AIM: According to the text on felling licences for farmers, how many cases of illegal felling involving hedges on farms did FC Wales record over the past two years?

Failure to plan ahead and consider if a licence is required to fell trees before carrying out any work could result in a court appearance for farmers distracted by keeping on top of the day to day business of making ends meet.
Over the past two years, FC Wales recorded seven cases of illegal felling involving hedges on farms.
Farmers are required to renovate hedgerows under Welsh Government agri-environmental grant schemes, notably Tir Gofal, but licences can take up to 10 weeks to administer, particularly where statutory consultation is needed for designated sites.
Such schemes encourage the contract holder to seek and obtain any necessary legal permission before undertaking the work, but the worrying upward trend in illegal felling prompted FC Wales to raise awareness of the need to check first.
FC Wales regulatory case manager Chris Botting said, “We appreciate that every autumn is a busy time on the farm, particularly for those wishing to meet grant claim deadlines for hedging work.
“However, if you have tree felling work to do I would encourage farmers not to get caught out and to contact us well in advance to see whether a felling licence is required.
“Doing this should then avoid any situations that may lead to a magistrates’ court appearance.”
Failure to check if a licence is needed to fell trees could result in a fine of up to £2,500 or twice the value of the trees, whichever is the higher, along with a criminal record.
It could also result in a breach of Good Agricultural and Environmental Condition (GAEC) categories E and J, which may affect other Welsh Government direct support and rural development payments.

DATA ENTRIES:
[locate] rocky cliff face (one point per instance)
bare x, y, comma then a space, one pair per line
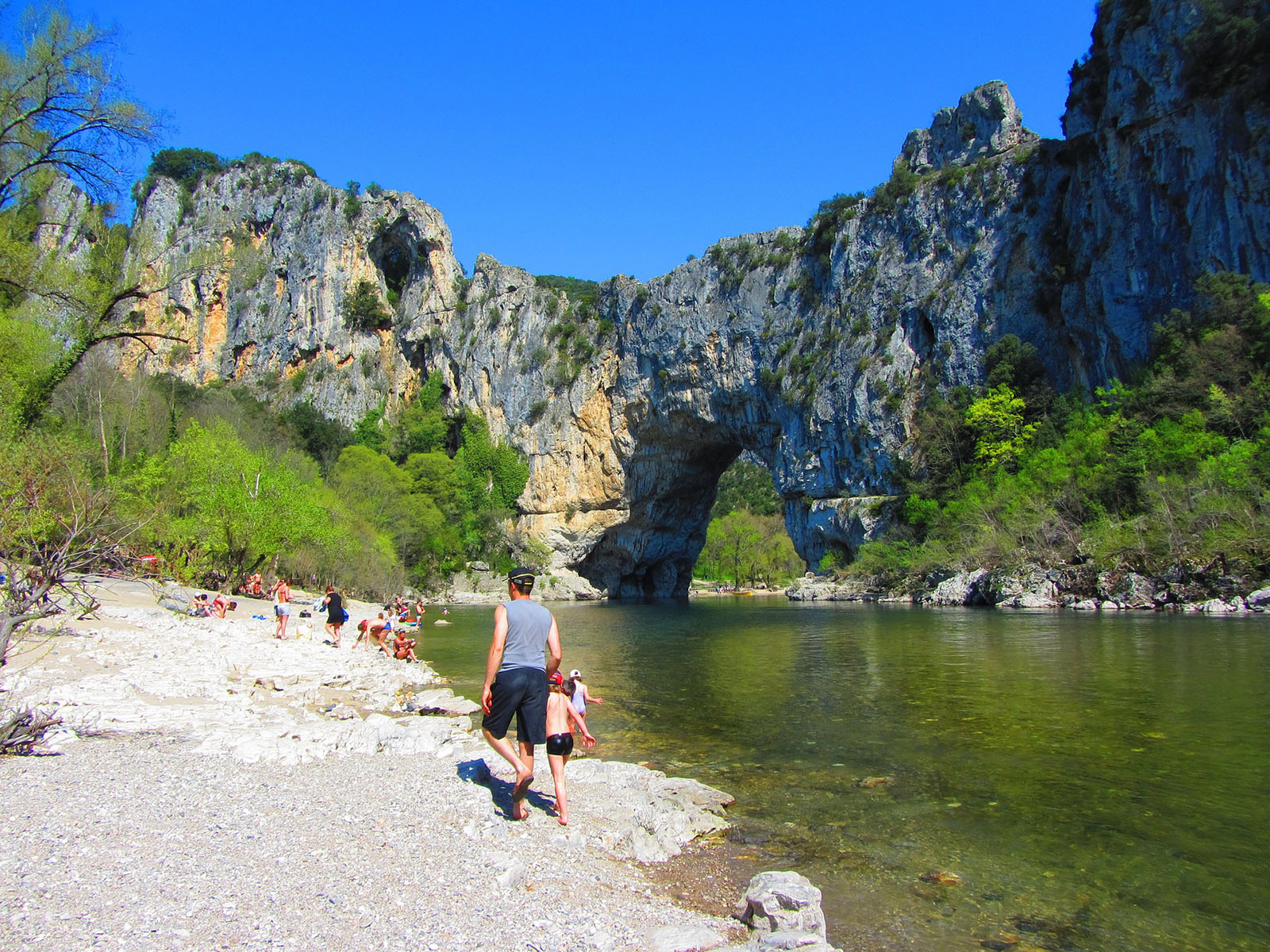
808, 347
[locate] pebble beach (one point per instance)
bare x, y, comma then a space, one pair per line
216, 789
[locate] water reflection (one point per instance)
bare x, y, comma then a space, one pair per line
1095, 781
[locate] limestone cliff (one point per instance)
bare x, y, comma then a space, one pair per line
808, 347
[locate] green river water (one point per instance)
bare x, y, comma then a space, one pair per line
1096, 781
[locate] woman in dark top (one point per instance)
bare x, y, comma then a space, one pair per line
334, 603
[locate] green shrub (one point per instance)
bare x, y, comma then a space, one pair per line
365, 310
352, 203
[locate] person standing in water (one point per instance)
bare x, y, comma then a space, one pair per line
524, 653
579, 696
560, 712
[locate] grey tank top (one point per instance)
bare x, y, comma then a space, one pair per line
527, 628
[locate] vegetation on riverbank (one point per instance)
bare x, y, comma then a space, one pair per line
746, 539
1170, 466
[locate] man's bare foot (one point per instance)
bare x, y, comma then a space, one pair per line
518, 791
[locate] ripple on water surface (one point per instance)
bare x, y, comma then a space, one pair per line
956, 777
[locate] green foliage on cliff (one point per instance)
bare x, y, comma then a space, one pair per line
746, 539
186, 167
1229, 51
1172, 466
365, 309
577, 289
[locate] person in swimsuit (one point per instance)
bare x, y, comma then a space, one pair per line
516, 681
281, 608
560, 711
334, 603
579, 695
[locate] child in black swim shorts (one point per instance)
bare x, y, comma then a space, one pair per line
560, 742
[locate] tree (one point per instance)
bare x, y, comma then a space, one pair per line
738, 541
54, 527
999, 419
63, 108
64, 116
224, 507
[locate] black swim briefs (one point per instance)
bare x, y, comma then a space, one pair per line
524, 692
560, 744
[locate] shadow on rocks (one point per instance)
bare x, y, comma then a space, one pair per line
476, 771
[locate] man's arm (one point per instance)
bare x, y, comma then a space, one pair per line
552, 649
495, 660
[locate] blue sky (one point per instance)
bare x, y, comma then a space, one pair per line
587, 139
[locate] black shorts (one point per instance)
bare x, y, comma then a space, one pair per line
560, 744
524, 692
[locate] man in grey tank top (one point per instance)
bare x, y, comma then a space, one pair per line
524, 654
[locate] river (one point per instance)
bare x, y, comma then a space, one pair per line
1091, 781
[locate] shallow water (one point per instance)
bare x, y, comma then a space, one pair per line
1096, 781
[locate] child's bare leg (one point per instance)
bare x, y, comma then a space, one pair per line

THE RESPONSE: Seven.